>> START Selected excerpt

Apart from developing a neural network to predict a single objective, Joshi and Pande (2011) developed an integrated FEM-ANN-GA model to train a network having multiple output parameters. The developed model was used to determine the optimum process conditions which would give the optimum performance of the EDM process in terms of material removal rate, tool wear rate, and crater depth. A backpropagation neural network with a scaled conjugate gradient algorithm was employed.

Scant work has been reported in developing of neural network in the field of electric discharge alloying. Patowari et al. (2010) developed a feed-forward back propagation neural network to predict the material deposition rate and average alloyed layer thickness in the electric discharge alloying process. In their work, the input parameters considered were compaction pressure, sintering temperature, peak current, pulse on-time, and pulse off-time and observed that for both the material deposition rate and alloyed layer thickness, the optimum network was attained with five number of neurons in the hidden layer.

*Observations *

Numerous mathematical models, both analytical and theoretical, have been developed to study the phenomenon of spark generated by EDM. Analytical methods give an exact solution, while numerical methods give an approximate solution to the mathematical

problem based on a trial and error procedure. Analytical methods can be time-consuming due to the complex functions involved or due to the large data size. In such cases, numerical methods are used since they are generally iterative techniques that use simple arithmetic operations to generate numerical solutions.

>> END Selected excerpt

** To-do list **
a - From the excerpt on neural network models for EDM, reproduce word for word the passage starting with "Numerous mathematical models, both" and going on through "generate numerical solutions.".
b - In the excerpt on neural network models for EDM, how many neurons in the hidden layer gave the optimum network in the Patowari et al. (2010) work?

>> START Extracted information

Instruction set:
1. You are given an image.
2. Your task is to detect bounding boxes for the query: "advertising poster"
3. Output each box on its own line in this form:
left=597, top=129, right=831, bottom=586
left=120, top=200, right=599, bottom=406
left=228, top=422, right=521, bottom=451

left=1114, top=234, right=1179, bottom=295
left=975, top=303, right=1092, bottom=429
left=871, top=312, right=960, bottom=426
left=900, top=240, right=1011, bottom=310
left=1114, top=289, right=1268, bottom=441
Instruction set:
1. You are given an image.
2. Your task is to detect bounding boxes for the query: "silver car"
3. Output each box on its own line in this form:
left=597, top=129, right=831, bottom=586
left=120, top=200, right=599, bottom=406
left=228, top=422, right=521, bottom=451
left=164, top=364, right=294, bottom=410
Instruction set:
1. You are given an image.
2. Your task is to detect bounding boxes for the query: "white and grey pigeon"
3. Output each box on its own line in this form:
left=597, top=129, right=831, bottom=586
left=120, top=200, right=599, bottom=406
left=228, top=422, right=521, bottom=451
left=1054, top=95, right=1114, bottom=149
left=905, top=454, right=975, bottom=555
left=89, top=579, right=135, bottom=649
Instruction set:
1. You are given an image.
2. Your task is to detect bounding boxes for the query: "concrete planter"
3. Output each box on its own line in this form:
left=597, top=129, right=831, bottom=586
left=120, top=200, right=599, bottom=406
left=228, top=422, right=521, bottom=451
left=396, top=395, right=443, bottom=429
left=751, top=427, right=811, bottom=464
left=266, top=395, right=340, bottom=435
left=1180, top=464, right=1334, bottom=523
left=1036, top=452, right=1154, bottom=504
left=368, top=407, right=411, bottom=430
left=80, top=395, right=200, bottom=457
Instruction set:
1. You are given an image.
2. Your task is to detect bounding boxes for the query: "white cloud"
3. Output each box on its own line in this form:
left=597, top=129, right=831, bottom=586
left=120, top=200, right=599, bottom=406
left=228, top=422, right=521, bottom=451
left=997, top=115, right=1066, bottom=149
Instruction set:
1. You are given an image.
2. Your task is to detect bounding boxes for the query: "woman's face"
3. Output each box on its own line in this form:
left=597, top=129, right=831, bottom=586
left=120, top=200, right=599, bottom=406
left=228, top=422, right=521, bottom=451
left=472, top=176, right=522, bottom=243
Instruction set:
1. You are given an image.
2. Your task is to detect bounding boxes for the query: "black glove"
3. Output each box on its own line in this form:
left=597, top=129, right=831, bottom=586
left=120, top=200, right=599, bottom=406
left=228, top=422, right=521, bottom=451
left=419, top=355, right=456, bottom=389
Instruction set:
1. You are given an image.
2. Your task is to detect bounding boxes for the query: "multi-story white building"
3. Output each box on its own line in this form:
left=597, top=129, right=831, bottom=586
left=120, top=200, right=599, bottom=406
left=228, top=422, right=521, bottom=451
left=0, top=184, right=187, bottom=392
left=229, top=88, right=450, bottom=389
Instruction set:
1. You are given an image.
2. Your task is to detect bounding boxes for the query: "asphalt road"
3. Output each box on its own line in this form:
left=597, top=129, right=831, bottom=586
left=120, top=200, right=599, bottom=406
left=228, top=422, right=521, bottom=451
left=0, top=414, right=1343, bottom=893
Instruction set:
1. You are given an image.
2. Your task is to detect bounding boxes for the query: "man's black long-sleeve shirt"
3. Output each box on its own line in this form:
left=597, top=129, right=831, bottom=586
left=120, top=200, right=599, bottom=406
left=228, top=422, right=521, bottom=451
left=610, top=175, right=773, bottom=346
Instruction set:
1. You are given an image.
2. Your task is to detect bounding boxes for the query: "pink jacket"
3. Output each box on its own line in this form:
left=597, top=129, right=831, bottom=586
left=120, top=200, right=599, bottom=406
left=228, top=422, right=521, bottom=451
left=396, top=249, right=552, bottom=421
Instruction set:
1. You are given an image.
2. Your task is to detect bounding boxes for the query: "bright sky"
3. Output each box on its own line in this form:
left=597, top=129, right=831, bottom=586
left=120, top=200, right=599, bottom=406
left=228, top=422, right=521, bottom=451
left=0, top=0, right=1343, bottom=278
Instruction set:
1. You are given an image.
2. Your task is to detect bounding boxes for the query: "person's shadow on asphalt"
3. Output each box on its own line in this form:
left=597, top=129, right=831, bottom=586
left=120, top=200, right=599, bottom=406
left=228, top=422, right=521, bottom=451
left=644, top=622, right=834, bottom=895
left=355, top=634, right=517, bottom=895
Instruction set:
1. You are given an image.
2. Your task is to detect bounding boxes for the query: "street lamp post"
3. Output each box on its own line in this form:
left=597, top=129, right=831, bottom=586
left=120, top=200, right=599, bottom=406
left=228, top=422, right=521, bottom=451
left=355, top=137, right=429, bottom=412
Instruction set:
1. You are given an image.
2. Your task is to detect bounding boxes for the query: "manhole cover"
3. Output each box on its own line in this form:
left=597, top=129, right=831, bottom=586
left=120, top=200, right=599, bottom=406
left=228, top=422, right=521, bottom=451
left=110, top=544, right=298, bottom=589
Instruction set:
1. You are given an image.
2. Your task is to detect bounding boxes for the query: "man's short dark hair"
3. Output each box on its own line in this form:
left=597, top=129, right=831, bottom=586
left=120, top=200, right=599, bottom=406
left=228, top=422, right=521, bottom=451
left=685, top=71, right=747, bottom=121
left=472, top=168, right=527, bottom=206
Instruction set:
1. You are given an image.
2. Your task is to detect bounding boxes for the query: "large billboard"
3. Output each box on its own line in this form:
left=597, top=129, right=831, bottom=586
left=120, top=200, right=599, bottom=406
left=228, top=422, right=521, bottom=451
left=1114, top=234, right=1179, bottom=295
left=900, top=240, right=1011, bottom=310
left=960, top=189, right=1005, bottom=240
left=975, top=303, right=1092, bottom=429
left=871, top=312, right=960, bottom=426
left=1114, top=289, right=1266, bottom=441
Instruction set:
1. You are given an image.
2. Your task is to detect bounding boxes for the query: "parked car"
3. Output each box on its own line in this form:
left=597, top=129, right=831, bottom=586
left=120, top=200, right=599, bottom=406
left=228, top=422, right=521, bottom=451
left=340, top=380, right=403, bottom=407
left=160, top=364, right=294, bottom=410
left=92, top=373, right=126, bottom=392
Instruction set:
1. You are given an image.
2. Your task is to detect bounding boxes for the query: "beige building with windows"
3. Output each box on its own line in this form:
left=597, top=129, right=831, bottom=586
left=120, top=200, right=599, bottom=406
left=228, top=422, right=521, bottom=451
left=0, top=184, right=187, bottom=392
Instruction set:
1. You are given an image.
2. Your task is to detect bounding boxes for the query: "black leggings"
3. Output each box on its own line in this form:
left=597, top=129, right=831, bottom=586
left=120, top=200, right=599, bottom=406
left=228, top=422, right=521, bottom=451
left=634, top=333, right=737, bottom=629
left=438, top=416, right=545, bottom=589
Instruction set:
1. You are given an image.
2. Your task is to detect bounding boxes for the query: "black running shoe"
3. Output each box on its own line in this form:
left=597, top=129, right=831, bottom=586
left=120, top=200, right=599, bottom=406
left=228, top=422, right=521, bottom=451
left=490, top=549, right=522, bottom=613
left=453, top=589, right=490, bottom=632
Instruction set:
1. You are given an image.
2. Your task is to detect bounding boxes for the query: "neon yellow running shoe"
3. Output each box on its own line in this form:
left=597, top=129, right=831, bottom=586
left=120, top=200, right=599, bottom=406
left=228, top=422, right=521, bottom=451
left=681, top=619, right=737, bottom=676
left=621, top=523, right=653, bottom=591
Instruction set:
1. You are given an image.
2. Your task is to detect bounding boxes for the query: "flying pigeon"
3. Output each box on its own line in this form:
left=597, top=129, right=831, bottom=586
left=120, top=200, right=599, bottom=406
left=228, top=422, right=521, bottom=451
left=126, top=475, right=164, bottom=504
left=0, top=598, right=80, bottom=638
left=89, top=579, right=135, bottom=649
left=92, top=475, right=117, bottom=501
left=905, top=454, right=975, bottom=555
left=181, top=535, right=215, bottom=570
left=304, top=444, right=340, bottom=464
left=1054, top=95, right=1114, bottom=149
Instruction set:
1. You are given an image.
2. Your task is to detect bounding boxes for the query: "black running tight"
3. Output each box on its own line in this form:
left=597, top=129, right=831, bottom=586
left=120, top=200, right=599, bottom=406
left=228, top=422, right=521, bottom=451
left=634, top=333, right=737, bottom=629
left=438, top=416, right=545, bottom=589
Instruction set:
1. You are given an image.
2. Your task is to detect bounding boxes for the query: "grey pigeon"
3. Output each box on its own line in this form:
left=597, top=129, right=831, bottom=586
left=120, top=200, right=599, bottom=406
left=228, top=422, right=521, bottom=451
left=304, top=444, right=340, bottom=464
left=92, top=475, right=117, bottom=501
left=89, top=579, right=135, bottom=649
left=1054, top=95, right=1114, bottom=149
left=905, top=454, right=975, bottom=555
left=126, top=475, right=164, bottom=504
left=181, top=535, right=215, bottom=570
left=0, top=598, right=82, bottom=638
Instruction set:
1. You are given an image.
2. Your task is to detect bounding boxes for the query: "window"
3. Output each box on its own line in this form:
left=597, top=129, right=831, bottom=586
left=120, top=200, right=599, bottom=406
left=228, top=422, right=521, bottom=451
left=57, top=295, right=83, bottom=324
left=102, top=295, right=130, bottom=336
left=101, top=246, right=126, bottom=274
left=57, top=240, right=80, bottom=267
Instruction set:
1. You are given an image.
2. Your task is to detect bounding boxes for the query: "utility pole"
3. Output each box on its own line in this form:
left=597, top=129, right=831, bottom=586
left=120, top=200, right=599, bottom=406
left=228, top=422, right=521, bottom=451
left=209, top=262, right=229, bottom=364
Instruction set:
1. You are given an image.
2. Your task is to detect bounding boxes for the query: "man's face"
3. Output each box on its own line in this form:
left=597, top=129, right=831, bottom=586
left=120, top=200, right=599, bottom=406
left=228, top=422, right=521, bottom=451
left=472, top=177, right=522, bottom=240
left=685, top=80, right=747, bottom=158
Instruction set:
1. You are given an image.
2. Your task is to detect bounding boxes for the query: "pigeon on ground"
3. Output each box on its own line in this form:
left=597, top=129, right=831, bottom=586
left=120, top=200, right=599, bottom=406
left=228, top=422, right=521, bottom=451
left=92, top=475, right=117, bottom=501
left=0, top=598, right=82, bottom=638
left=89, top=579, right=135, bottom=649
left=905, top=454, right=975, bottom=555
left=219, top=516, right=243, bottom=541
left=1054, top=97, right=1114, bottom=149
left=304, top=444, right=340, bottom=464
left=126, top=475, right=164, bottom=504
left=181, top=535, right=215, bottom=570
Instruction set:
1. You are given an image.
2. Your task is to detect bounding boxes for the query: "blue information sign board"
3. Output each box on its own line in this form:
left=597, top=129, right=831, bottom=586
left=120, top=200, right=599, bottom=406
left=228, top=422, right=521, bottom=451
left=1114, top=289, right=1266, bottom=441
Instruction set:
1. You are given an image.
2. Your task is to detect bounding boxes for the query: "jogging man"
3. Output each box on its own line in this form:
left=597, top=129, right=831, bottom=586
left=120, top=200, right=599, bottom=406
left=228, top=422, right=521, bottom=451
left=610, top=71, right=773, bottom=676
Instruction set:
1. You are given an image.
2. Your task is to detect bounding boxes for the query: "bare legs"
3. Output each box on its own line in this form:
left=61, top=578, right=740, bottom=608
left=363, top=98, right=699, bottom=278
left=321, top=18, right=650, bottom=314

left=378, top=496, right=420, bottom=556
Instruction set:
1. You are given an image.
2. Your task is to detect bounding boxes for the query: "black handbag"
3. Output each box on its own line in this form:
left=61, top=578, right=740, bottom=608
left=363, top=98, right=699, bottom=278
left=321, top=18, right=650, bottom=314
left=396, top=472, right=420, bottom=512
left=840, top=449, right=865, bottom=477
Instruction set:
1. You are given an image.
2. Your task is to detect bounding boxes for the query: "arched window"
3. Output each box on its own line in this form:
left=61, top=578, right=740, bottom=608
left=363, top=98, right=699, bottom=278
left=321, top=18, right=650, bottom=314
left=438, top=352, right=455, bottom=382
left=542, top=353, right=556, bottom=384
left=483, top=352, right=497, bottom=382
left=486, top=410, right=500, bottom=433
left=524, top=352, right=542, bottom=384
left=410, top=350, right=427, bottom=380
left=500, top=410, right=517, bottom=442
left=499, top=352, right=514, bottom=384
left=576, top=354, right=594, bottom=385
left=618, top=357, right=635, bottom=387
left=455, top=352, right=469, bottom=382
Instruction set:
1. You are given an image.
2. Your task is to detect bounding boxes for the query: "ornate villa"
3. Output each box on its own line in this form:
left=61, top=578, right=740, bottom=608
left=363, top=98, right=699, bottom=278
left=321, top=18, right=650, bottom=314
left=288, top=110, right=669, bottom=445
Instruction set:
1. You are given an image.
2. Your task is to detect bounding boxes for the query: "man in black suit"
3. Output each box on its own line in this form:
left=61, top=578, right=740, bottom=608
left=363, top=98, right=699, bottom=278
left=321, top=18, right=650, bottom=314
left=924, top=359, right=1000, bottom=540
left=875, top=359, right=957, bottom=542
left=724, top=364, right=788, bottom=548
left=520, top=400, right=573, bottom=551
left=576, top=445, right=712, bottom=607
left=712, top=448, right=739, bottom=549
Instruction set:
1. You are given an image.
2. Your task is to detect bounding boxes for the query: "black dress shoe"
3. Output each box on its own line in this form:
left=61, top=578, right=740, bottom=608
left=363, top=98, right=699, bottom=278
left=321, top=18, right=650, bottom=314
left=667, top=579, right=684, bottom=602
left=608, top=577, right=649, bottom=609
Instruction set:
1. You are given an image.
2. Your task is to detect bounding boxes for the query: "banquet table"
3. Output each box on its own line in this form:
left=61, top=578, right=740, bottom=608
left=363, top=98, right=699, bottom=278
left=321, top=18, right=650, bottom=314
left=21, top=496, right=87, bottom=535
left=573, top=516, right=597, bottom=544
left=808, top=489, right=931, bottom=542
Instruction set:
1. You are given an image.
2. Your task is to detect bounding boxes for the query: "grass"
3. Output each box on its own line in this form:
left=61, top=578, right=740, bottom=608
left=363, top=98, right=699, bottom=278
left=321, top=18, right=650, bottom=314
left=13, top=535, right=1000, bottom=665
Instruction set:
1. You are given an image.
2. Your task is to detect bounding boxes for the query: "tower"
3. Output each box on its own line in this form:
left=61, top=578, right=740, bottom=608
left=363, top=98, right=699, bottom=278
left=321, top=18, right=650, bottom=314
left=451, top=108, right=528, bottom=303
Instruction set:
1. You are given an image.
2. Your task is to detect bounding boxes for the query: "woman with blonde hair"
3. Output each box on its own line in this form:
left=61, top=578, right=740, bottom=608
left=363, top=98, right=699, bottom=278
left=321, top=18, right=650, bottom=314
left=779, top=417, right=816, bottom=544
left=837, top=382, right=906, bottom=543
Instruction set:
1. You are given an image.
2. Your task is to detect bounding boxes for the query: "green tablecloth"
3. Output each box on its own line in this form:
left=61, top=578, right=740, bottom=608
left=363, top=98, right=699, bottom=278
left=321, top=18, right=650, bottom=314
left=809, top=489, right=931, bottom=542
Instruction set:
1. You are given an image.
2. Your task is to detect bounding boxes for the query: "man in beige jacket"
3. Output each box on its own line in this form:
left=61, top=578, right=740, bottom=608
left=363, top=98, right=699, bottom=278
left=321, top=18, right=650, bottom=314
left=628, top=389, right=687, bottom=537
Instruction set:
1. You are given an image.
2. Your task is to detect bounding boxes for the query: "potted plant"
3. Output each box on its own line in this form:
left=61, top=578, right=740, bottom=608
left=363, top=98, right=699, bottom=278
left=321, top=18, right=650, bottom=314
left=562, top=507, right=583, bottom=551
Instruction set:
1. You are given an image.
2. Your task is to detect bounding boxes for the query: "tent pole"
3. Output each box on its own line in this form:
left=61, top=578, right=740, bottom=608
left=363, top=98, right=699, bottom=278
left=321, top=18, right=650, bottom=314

>> END Extracted information

** Responses to the exercise **
a -
Numerous mathematical models, both analytical and theoretical, have been developed to study the phenomenon of spark generated by EDM. Analytical methods give an exact solution, while numerical methods give an approximate solution to the mathematical

problem based on a trial and error procedure. Analytical methods can be time-consuming due to the complex functions involved or due to the large data size. In such cases, numerical methods are used since they are generally iterative techniques that use simple arithmetic operations to generate numerical solutions.

b - Five neurons.